++++ PROVIDED PASSAGE ++++

Skip to content

DiffOP: Reinforcement Learning of Optimization-Based Control Policies via Implicit Policy Gradients

Conference: AAAI2026 arXiv: 2411.07484 Code: alwaysbyx/DiffOP Area: Reinforcement Learning Keywords: optimization-based control, implicit differentiation, policy gradient, model predictive control, bilevel optimization

TL;DR

This paper proposes DiffOP, a framework that treats optimization-based control policies (e.g., MPC) as differentiable modules, derives analytic policy gradients via implicit differentiation to enable end-to-end reinforcement learning training, and provides the first non-asymptotic convergence guarantee for this setting.

Background & Motivation

Real-world control systems (power grids, robotics, traffic networks, etc.) impose strict requirements on policy interpretability, safety, and robustness. Optimization-based control policies (e.g., MPC) generate actions by solving constrained optimization problems, offering inherent interpretability and constraint satisfaction.

Existing approaches suffer from two major issues:

  1. Objective Mismatch: Conventional methods decouple the learning of dynamics models and cost functions from the control objective — a model may perform well in terms of prediction accuracy while failing to guide optimal control decisions.
  2. Limitations of Supervised Learning: Recent differentiable optimization works (PDP, IDOC, etc.) operate primarily in a supervised imitation learning setting, relying on expert demonstrations and unable to improve policies through online interaction.
  3. Existing RL+MPC methods (RLMPC-TD, RLMPC-DPG) rely on value function approximation and Q-learning updates, often converging to suboptimal solutions.

Core Problem

How can optimization-based control policies, implicitly defined by optimization problems, be trained end-to-end in a reinforcement learning setting? Specifically, the following challenges must be addressed:

  • The policy is implicitly defined by the solution of an optimization problem — how can gradients with respect to policy parameters be computed efficiently?
  • Can the true control cost be directly optimized without relying on value function approximation?
  • Does the learning process admit theoretical convergence guarantees?

++++ DATA TO PROCESS ++++

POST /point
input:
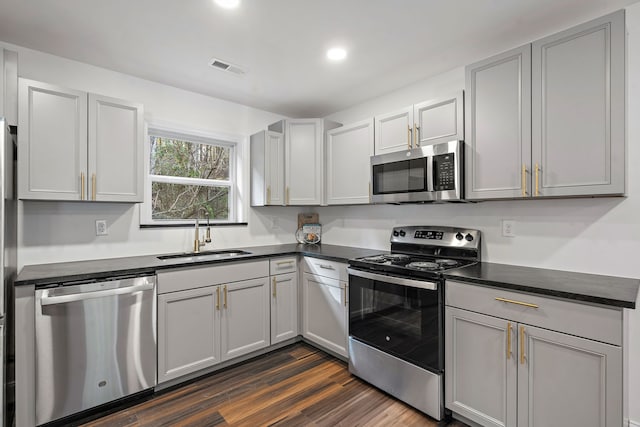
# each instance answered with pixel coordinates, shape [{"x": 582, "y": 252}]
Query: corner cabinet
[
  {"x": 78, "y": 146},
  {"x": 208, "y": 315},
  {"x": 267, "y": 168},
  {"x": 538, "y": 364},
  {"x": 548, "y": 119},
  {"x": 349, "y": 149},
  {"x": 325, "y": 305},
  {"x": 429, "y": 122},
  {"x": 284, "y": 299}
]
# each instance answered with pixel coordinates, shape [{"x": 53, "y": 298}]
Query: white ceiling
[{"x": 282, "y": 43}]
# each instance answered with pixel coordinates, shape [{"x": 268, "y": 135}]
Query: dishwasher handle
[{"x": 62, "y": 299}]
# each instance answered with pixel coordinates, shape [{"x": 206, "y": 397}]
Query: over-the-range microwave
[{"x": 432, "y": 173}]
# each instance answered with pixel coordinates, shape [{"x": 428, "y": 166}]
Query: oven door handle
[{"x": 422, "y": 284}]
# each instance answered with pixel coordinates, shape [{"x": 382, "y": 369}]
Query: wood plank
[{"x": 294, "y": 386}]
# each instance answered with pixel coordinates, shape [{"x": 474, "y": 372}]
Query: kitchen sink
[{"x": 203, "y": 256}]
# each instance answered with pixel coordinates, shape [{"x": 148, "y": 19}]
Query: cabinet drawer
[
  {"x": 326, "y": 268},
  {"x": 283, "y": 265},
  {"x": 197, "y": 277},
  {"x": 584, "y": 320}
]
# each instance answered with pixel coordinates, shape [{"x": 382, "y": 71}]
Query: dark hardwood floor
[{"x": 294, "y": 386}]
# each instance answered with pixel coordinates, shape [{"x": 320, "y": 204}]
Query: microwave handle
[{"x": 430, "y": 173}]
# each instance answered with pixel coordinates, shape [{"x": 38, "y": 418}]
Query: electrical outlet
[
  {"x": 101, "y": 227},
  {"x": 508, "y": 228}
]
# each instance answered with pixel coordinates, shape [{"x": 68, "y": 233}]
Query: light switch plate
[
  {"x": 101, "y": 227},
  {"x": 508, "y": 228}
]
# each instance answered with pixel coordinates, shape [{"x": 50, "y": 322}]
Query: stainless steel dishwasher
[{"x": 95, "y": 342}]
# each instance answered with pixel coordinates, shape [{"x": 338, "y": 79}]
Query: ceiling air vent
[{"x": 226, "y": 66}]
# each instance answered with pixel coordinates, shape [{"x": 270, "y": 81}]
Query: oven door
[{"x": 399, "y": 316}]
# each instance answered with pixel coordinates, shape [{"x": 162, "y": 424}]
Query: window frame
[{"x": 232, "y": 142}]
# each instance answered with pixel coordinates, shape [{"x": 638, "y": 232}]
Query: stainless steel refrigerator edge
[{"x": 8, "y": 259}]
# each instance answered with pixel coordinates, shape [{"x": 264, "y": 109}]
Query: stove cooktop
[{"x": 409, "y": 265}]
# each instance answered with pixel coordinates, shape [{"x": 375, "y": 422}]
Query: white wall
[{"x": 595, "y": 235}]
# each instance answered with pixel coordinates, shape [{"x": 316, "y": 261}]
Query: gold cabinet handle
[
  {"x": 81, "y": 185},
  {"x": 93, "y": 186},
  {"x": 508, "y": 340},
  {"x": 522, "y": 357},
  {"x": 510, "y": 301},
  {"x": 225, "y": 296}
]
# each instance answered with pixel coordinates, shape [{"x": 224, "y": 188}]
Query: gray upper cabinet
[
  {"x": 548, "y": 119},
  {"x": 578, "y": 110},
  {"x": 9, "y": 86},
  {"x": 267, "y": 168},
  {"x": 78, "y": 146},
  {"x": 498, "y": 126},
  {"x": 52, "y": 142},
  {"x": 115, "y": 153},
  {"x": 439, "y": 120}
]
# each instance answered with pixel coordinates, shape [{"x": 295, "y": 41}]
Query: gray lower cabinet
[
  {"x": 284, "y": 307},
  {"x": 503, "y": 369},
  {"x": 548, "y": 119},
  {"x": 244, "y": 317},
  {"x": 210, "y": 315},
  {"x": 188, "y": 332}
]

++++

§ **YOUR TASKS**:
1 > In the DiffOP summary, what technique is used to derive the analytic policy gradients?
2 > Find each line in the entries that contains the word "gray" and copy those lines.

§ **FINAL ANSWERS**:
1 > Implicit differentiation.

2 >
Query: gray upper cabinet
Query: gray lower cabinet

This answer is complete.